### Document section
▶
As it happens, Langan wasn't initially involved in the recording of the Buggles' debut single. That honour fell to Hugh Padgham, then a resident engineer at Richard Branson's Townhouse Studios in West London, where he tracked most of the instruments on 'Video Killed The Radio Star'.

"Hugh and I were always jostling with one another,” Langan says. "As tiny as Sarm was, we were turning out big records, including those three Queen albums, Foreigner, Ian Hunter and the Strawbs. At the same time, Hugh was getting involved with big projects over at The Townhouse, and after he worked there on 'Video', recording Paul Robinson's drums, Trevor's bass and Geoff's keyboards, I stole that song off him by persuading Trevor that he should come to Sarm to finish it off. That's how I ended up doing the vocals, some overdubs — including Bruce Woolley's guitar — and the mix.”

Sarm East

The Buggles in the early 1980s.The Buggles in the early 1980s.

In 1979, Sarm had recently replaced its Trident B-range console with a 40-input Trident TSM. This was housed inside the same control room as two Studer A80 24-track machines and outboard gear that included an EMT 140 echo plate, Eventide digital delay, Eventide phaser, Marshall Time Modulator, Kepex noise gates, Urei and Orban EQs, and Urei 1176, Dbx 160, and UA LA2 and LA3 compressors.
◀
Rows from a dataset
▶
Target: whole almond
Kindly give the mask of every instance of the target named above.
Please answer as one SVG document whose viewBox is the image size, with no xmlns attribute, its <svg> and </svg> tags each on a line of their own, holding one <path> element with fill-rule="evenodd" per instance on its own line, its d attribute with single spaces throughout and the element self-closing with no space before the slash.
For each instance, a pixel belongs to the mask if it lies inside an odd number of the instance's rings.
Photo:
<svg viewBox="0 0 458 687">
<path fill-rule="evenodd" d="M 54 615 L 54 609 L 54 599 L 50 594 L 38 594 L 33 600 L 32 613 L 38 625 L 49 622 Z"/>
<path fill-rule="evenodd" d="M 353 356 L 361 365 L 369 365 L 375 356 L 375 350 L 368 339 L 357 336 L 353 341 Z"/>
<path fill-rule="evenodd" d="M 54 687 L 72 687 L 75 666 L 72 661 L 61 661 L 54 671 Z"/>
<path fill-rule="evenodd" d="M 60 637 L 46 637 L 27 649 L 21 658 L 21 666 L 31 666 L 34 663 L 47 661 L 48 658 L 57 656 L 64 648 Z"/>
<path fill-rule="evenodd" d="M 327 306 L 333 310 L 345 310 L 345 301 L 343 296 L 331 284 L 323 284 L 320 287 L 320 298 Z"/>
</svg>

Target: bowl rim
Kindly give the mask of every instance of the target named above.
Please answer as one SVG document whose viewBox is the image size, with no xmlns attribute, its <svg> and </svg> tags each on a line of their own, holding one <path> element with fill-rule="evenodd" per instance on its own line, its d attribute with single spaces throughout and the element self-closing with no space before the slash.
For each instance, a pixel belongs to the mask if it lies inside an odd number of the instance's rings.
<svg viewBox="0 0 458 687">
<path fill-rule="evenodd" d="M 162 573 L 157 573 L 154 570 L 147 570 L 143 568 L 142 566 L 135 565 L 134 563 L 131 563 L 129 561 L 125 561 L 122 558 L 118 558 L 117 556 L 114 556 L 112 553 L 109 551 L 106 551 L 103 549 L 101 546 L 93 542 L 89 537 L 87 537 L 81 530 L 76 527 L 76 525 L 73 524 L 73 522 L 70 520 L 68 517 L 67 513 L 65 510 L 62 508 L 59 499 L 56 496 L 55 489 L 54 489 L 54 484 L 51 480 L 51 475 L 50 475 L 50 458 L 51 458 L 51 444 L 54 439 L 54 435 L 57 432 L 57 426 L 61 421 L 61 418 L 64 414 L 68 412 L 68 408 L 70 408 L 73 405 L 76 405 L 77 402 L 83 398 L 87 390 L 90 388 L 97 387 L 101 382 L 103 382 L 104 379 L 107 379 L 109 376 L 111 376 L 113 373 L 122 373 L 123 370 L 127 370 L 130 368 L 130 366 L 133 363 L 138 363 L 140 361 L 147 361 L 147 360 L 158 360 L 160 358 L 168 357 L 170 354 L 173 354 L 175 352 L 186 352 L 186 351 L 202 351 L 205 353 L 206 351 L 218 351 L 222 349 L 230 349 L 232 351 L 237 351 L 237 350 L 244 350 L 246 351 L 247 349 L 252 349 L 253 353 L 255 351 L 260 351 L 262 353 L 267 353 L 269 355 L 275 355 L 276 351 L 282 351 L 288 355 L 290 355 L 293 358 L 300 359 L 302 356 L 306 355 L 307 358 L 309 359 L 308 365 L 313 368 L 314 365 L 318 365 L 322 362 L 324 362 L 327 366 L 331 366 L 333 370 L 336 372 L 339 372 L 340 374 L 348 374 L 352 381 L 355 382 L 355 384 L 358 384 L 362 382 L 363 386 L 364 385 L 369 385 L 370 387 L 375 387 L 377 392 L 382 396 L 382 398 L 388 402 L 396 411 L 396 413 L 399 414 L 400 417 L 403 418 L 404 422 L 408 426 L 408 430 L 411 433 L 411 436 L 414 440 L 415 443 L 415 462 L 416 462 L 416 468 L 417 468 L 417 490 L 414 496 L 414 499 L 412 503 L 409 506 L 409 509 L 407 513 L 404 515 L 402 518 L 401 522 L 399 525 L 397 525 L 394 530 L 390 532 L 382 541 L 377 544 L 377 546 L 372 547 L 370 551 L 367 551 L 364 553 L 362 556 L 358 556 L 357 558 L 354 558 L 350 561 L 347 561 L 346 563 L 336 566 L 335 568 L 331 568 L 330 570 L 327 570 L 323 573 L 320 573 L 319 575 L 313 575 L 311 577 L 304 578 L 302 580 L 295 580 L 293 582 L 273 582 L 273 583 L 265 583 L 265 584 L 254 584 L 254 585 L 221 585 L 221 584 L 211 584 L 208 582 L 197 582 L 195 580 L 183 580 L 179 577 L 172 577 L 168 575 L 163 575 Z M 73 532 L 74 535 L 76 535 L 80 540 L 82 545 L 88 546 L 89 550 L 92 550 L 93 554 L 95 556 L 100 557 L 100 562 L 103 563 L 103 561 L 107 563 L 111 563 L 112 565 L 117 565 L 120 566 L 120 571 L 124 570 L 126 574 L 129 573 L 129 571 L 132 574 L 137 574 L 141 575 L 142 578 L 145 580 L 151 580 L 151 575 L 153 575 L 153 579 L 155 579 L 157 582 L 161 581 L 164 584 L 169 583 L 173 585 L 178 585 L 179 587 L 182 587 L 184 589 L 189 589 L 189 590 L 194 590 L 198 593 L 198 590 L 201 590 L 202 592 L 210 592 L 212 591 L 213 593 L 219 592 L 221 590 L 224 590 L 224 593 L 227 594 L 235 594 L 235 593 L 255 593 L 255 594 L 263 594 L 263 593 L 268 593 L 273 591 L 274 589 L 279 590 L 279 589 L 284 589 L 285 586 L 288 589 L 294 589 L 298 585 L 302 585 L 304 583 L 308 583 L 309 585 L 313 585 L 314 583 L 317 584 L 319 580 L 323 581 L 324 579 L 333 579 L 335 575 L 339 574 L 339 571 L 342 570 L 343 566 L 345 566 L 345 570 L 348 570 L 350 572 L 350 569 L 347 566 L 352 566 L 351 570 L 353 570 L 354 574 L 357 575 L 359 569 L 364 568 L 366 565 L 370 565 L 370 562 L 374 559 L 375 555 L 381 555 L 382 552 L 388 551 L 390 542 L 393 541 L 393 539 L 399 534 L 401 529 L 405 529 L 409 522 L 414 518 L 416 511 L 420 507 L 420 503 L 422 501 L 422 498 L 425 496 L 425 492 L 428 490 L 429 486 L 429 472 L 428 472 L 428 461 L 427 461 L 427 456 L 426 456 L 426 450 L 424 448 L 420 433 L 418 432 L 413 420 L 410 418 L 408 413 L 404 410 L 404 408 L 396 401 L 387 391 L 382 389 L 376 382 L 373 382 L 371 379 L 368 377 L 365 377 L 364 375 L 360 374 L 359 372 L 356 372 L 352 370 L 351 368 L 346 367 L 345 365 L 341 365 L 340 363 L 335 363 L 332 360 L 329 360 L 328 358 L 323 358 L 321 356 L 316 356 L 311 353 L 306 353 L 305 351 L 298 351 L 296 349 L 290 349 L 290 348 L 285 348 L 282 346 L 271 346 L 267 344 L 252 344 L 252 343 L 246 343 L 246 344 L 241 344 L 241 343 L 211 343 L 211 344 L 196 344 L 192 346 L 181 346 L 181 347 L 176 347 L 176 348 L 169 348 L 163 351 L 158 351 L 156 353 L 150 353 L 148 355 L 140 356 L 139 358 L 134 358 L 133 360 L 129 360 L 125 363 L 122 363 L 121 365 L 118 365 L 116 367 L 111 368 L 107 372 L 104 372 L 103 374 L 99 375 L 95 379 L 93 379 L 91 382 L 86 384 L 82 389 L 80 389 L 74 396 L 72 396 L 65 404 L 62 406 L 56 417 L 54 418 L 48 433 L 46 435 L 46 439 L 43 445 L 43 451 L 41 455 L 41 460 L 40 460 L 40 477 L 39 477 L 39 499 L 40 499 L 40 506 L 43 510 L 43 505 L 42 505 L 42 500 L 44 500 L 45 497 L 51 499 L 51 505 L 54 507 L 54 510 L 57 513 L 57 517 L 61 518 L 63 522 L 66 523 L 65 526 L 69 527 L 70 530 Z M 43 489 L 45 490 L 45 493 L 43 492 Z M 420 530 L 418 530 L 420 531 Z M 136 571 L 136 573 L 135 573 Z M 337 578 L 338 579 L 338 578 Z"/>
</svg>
◀
### Tasks
1) Duplicate the part of the article on recording the Buggles' debut single, starting at "As it happens, Langan" and ending at "The Radio Star'.".
2) Answer these questions from the article on recording the Buggles' debut single:
(a) At which studio was Hugh Padgham a resident engineer?
(b) What console had Sarm installed by 1979?
(c) Whose guitar was among the overdubs Langan recorded?
3) Extend the article on recording the Buggles' debut single, picking up after its final sentence.

### Final results
1)
As it happens, Langan wasn't initially involved in the recording of the Buggles' debut single. That honour fell to Hugh Padgham, then a resident engineer at Richard Branson's Townhouse Studios in West London, where he tracked most of the instruments on 'Video Killed The Radio Star'.

2)
(a) Richard Branson's Townhouse Studios in West London
(b) A 40-input Trident TSM
(c) Bruce Woolley's

3)
"That whole studio was so tiny,” Langan recalls, "it's astonishing the calibre of work that came out of this basement at the bottom of Brick Lane. I was taught really well by a guy called Gary Lyons who recorded the first Foreigner album, as well as by Mike Stone, who engineered the Queen albums. I had these two great mentors and we turned out some fantastic stuff. The ceiling height in the studio might have been two metres — if that — and yet it was fun because we made everything work by pushing the equipment that we had to the limit. What's more, because we were in the basement of this little office block, after everyone else in the building had gone home we could feed stuff through speakers into the concrete stairwell.”

For 'Video Killed The Radio Star', Trevor Horn was determined to obtain an in-your-face sound that grabbed the listener's attention.

"If you listen to that record, the level of the bass drum is just ridiculous,” Langan remarks. "At the same time, the backing vocals are bone dry and panned left and right. The great thing about working with Trevor is that he knows when something is not right. He will keep leading you on and making you jump through hoops, and then, when it is right, he knows when to stop. I've always said that working with him is like running a marathon.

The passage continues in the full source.